Entries taken from a collection:
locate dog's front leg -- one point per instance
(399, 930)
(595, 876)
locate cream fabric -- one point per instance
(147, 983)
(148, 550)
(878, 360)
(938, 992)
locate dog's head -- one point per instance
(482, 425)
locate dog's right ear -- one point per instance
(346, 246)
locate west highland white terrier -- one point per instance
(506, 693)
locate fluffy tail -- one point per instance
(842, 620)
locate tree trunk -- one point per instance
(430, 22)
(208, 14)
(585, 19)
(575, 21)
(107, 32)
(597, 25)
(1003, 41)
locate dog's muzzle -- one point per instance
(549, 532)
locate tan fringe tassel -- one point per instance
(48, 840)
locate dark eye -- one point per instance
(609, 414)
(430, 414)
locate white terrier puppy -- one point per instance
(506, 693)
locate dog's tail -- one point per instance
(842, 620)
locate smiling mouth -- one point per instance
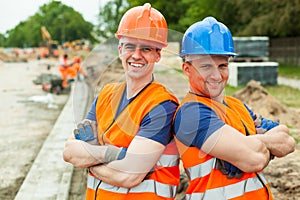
(136, 65)
(214, 84)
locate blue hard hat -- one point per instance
(207, 37)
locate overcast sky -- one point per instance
(12, 12)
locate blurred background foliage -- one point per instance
(273, 18)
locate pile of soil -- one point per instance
(261, 102)
(282, 173)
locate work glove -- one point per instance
(263, 125)
(228, 169)
(87, 131)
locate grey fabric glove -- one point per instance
(228, 169)
(87, 131)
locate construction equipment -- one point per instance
(51, 49)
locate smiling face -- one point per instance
(138, 57)
(208, 74)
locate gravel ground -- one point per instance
(27, 116)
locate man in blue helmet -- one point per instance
(224, 146)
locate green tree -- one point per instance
(110, 16)
(62, 22)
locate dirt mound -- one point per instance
(282, 174)
(261, 102)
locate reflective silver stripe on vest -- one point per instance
(200, 170)
(160, 189)
(168, 160)
(230, 191)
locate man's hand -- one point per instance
(263, 125)
(228, 169)
(87, 131)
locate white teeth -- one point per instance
(136, 65)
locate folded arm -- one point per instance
(141, 156)
(249, 153)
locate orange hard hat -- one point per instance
(144, 22)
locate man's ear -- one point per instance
(185, 68)
(158, 51)
(120, 50)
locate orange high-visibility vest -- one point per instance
(162, 183)
(206, 182)
(64, 71)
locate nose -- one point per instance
(215, 73)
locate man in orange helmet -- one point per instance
(126, 141)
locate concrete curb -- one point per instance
(50, 177)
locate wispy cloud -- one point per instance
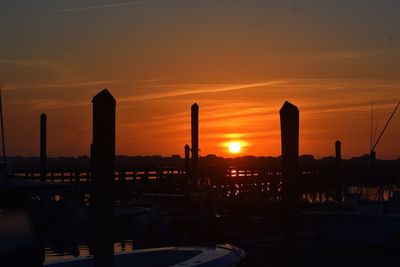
(200, 89)
(32, 63)
(87, 8)
(58, 84)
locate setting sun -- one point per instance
(234, 147)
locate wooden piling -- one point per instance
(195, 141)
(187, 159)
(289, 117)
(103, 166)
(43, 146)
(338, 159)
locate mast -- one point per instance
(2, 128)
(371, 140)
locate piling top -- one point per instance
(104, 97)
(288, 107)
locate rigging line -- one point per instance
(387, 124)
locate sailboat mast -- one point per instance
(2, 128)
(372, 125)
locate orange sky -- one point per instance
(239, 60)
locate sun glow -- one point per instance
(234, 147)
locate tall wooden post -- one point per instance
(289, 116)
(195, 141)
(338, 152)
(103, 166)
(187, 159)
(338, 158)
(43, 146)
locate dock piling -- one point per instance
(103, 166)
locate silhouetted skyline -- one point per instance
(331, 58)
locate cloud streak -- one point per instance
(205, 90)
(87, 8)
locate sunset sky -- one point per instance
(238, 59)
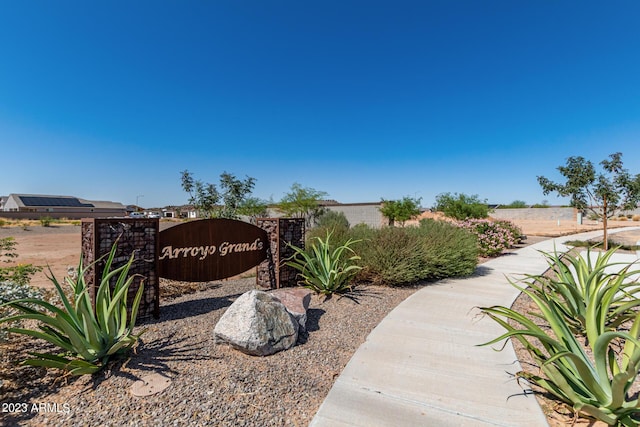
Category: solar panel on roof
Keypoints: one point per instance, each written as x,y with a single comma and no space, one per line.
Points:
70,202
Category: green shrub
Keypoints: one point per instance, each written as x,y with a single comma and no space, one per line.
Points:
594,386
461,206
88,337
324,268
332,222
433,250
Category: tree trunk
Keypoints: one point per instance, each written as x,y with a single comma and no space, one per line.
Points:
604,225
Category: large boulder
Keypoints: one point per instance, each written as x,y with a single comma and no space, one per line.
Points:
257,323
297,301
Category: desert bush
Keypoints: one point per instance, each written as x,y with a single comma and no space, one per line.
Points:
324,268
493,237
87,337
46,221
595,386
332,222
461,206
433,250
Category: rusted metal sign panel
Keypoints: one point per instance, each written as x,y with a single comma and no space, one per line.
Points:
210,249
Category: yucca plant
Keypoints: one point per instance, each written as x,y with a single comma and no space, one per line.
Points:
323,269
591,299
597,387
88,338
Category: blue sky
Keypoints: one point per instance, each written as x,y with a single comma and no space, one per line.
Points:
361,99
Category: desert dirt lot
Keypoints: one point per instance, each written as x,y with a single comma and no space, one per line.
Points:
58,247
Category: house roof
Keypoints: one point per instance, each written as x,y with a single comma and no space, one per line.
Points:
42,200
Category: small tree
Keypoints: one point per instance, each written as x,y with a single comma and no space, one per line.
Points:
601,193
400,210
253,208
461,206
302,202
207,199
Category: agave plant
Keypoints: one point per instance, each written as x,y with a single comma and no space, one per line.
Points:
596,387
88,338
324,270
591,299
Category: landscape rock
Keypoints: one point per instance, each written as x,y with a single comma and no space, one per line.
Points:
297,301
257,323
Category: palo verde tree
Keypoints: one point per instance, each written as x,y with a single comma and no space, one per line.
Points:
212,202
302,202
400,210
253,208
602,193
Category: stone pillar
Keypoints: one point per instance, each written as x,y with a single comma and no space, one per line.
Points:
282,232
139,235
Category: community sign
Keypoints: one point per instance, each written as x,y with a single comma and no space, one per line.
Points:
210,249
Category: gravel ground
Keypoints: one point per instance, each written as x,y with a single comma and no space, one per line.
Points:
214,384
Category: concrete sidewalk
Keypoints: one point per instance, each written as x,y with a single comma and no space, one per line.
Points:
421,365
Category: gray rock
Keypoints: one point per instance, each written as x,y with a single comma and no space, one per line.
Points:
297,301
257,323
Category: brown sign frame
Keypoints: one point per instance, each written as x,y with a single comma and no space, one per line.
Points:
210,249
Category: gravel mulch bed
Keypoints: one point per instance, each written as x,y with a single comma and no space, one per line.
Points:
210,384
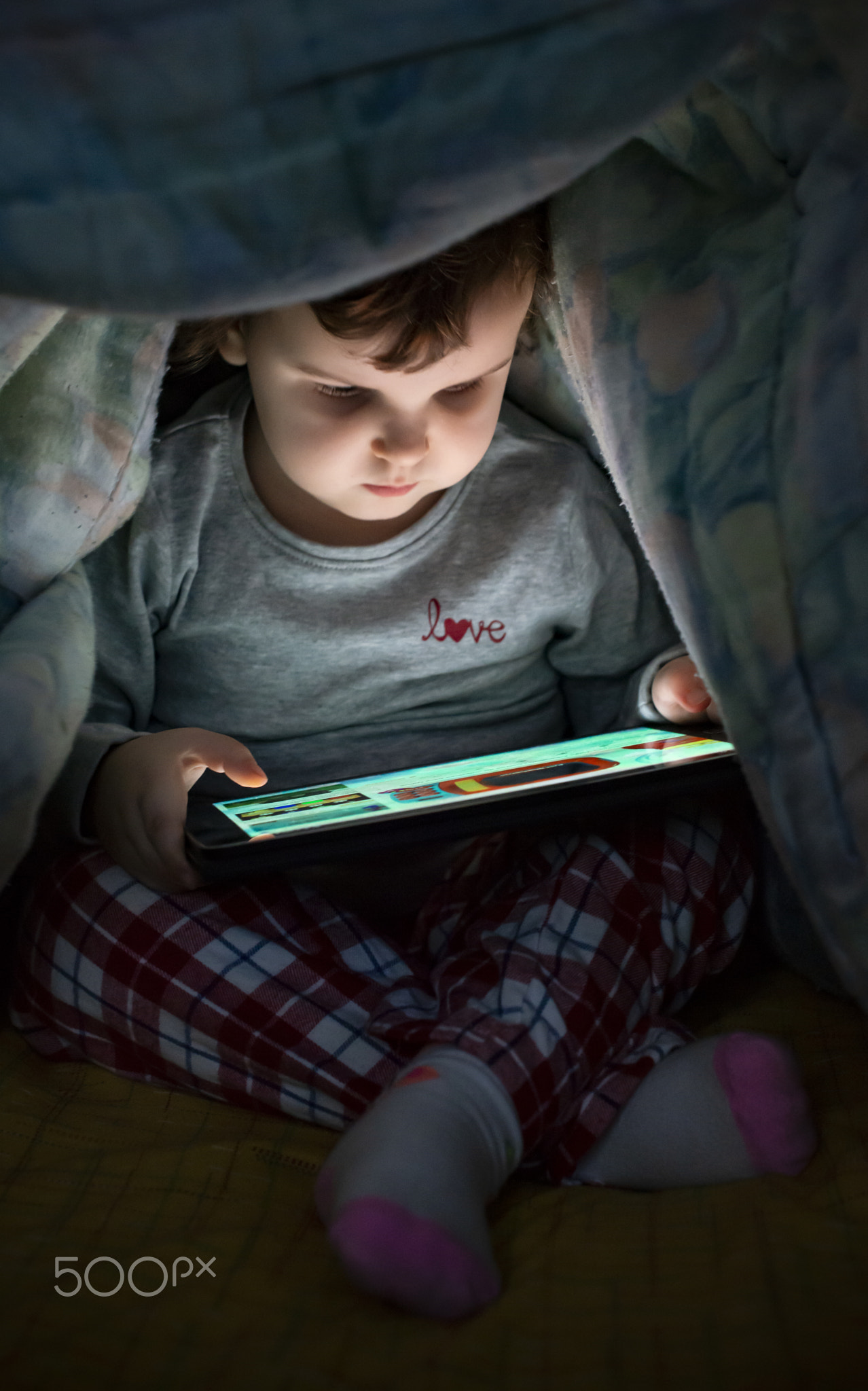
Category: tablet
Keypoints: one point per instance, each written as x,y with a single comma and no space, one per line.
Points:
344,818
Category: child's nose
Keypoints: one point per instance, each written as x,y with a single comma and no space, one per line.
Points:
405,444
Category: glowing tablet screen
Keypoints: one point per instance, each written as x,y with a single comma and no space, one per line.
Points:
450,785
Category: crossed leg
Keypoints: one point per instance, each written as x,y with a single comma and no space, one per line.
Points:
541,973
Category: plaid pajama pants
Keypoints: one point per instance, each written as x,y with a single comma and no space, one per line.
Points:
557,962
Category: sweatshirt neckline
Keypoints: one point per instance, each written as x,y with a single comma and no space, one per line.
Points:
237,411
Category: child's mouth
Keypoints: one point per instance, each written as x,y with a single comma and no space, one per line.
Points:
383,490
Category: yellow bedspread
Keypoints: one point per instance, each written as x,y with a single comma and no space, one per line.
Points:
760,1286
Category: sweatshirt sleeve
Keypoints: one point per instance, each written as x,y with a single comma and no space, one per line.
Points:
619,629
131,583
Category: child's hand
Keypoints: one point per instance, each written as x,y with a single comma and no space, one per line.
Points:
681,696
138,800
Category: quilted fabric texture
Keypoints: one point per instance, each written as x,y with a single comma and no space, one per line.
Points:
77,407
744,1287
712,283
191,156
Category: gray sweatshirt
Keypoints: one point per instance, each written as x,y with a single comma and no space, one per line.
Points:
518,610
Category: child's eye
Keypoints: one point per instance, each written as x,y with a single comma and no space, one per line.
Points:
462,387
337,391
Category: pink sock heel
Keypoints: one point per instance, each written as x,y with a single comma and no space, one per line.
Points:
411,1261
764,1089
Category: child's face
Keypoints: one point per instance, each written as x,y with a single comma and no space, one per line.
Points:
366,443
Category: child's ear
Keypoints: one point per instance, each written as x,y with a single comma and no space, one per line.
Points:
233,346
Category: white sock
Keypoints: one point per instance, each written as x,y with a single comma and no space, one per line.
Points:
403,1193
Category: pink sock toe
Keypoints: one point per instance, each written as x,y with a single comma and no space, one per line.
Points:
768,1102
410,1261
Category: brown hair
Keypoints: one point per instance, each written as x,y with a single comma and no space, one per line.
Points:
420,313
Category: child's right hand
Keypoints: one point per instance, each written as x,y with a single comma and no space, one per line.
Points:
138,800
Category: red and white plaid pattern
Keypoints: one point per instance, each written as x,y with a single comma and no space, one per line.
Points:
556,962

THE REQUEST:
Everything from the line containing "Category: gray sweatshirt" through the last line of the records must be given again exactly; leave out all other lines.

TASK RESULT:
Category: gray sweatshirt
Keypoints: one point per instance, each written as x,y with a single comma and no space, one per line.
Points:
518,610
Category: child's eye
Keypoints: one point per instance, each written as x,y with a single comma and no space, one per line.
Points:
462,387
337,391
Category: pink sock heel
Keypoints: one point per instance, each written as x,y with a single comma and no space, one per line.
Points:
411,1261
764,1089
Category: child's face
Keypoints: one point per instance, each written as x,y with a single comma and no space, one per line.
Points:
366,443
Category: child's ear
Keypoints: one point per instance, each written as x,y with a single comma and no space, one per line.
Points:
233,346
Category: white sock
Keypoints: one point per instance, each written as x,y with a single comma and no space, one per line.
Points:
403,1193
Category: pink sock toe
Keypoints: one point per instance, each written as x,y with a single comma and no space, one per line.
Points:
768,1102
410,1261
Category: brown hair
Keypoints: one point per instance, each written as x,y with a single comma and no space, one per line.
Points:
420,313
Category: child's right hand
Keypoints: one point per instance, each written as x,y with a single comma and no space, one per line.
Points:
138,800
Category: red and white plaid pattern
Keypoints: one point per instance, each written as x,y with a single comma and no space, one per line.
Points:
556,962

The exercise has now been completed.